### PROBLEM DESCRIPTION
For every line in the data below that contains "sneaker", copy the line.
── AVAILABLE RECORDS
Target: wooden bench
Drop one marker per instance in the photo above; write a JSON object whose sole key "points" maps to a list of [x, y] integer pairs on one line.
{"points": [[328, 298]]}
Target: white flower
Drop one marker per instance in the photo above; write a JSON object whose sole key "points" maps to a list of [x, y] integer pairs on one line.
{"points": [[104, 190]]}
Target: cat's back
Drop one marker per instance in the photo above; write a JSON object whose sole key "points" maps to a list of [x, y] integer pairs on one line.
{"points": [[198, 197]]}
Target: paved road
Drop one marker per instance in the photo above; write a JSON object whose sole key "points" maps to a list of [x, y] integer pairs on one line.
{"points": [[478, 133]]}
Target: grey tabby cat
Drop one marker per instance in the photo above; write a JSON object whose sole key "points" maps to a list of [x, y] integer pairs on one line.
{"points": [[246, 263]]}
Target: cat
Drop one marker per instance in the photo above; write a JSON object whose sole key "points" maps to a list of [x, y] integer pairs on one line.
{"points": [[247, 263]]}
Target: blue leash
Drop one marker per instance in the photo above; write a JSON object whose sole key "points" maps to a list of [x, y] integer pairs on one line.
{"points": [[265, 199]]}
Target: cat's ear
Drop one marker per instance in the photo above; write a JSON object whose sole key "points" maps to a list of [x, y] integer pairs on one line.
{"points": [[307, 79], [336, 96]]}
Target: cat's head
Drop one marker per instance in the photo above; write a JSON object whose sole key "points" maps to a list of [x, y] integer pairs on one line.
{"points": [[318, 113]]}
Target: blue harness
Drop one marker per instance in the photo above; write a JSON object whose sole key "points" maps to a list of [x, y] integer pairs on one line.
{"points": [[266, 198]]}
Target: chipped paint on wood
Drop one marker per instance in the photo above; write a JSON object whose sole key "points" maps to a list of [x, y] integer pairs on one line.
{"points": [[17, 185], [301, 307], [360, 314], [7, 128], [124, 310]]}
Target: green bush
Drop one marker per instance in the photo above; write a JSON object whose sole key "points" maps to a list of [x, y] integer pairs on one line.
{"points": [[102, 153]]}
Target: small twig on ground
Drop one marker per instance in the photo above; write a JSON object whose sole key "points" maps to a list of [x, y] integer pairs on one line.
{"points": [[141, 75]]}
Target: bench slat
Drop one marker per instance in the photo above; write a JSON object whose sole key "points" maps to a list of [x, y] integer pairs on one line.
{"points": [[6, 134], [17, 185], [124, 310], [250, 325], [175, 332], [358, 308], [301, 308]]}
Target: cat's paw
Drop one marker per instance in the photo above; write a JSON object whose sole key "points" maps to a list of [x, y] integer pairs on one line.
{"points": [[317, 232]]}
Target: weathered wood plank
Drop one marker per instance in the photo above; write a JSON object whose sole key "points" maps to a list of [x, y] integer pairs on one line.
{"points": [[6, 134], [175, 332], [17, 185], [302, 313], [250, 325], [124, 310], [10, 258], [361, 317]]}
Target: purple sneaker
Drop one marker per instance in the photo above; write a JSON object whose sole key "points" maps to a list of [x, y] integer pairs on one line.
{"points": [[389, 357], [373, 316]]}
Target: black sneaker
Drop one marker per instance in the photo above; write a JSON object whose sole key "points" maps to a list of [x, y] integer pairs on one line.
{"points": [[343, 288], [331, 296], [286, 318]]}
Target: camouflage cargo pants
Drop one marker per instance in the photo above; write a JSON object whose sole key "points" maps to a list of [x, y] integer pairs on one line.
────
### RESULT OF THIS EXERCISE
Target: purple sneaker
Target: black sneaker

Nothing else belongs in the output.